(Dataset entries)
⁂
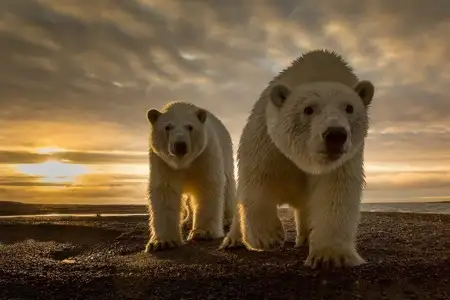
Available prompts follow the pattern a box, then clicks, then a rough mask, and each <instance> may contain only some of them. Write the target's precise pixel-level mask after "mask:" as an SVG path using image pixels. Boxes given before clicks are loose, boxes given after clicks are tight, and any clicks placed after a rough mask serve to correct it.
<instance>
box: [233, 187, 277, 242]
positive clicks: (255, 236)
mask: <svg viewBox="0 0 450 300" xmlns="http://www.w3.org/2000/svg"><path fill="white" fill-rule="evenodd" d="M272 195H273V193H271V192H270V190H267V189H264V188H261V187H258V188H249V187H247V188H246V189H245V191H244V192H242V217H241V222H242V224H241V231H242V239H243V242H244V244H245V245H246V246H247V248H248V249H250V250H269V249H271V248H275V247H278V246H281V245H283V243H284V237H285V233H284V228H283V224H282V223H281V220H280V218H279V217H278V214H277V213H278V208H277V202H276V201H275V199H274V198H273V197H272Z"/></svg>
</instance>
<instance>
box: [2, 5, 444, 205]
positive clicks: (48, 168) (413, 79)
mask: <svg viewBox="0 0 450 300" xmlns="http://www.w3.org/2000/svg"><path fill="white" fill-rule="evenodd" d="M299 3H300V4H299ZM449 36H450V1H448V0H435V1H432V2H430V1H425V0H415V1H411V0H398V1H388V0H367V1H364V0H363V1H361V0H345V1H344V0H342V1H335V0H302V1H298V0H276V1H275V0H254V1H252V0H245V1H244V0H241V1H238V0H229V1H219V0H209V1H194V0H192V1H184V0H178V1H170V0H127V1H122V0H96V1H80V0H47V1H44V0H28V1H18V0H3V1H1V2H0V66H1V73H0V128H1V129H0V201H2V200H6V201H9V200H10V201H22V202H34V203H36V202H40V203H85V204H98V203H125V204H126V203H129V204H144V203H145V202H146V194H145V193H146V180H147V174H148V160H147V139H148V122H147V120H146V110H147V109H149V108H152V107H155V108H160V107H161V106H162V105H163V104H164V103H166V102H167V101H172V100H184V101H191V102H193V103H195V104H197V105H200V106H203V107H205V108H207V109H209V110H211V111H212V112H214V113H215V114H216V115H217V116H218V117H220V118H221V119H222V120H223V122H224V123H225V124H226V125H227V127H228V128H229V130H230V132H231V134H232V136H233V139H234V142H235V144H237V142H238V140H239V135H240V133H241V130H242V128H243V126H244V123H245V120H246V118H247V116H248V115H249V113H250V110H251V107H252V105H253V103H254V102H255V101H256V99H257V98H258V96H259V94H260V93H261V91H262V90H263V89H264V87H265V85H266V84H267V82H268V81H269V80H270V79H271V78H272V77H273V76H274V75H276V73H277V72H278V71H280V70H281V69H283V68H284V67H286V66H287V65H288V64H289V62H290V61H291V60H293V59H295V58H296V57H297V56H299V55H300V54H301V53H303V52H305V51H308V50H311V49H315V48H328V49H330V50H334V51H337V52H338V53H340V54H341V55H342V56H343V57H344V58H345V59H346V60H348V61H349V62H350V64H351V65H352V66H353V67H354V69H355V71H356V73H357V75H358V76H359V77H360V78H363V79H368V80H371V81H372V82H373V83H374V84H375V86H376V88H377V89H376V95H375V99H374V102H373V106H372V107H371V110H370V116H371V131H370V133H369V137H368V140H367V147H366V154H365V158H366V171H367V182H368V185H367V190H366V193H365V199H364V200H365V201H366V202H375V201H379V202H384V201H444V200H450V118H449V115H450V96H449V95H450V85H449V83H450V39H449Z"/></svg>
⁂
» WORK INSTRUCTION: Return every line of the records that contains the word "instance", matching case exactly.

» EXPECTED ANSWER:
Available prompts follow the pattern a box, then clicks, then a rough mask, and each <instance> may contain only some of them. Write the target's precise pixel-level mask after "mask:" as an SVG path using image pixels. Boxes given before clicks are loose, boxes given after clicks are tight, and any clicks placed after a rough mask serve to correct it.
<instance>
</instance>
<instance>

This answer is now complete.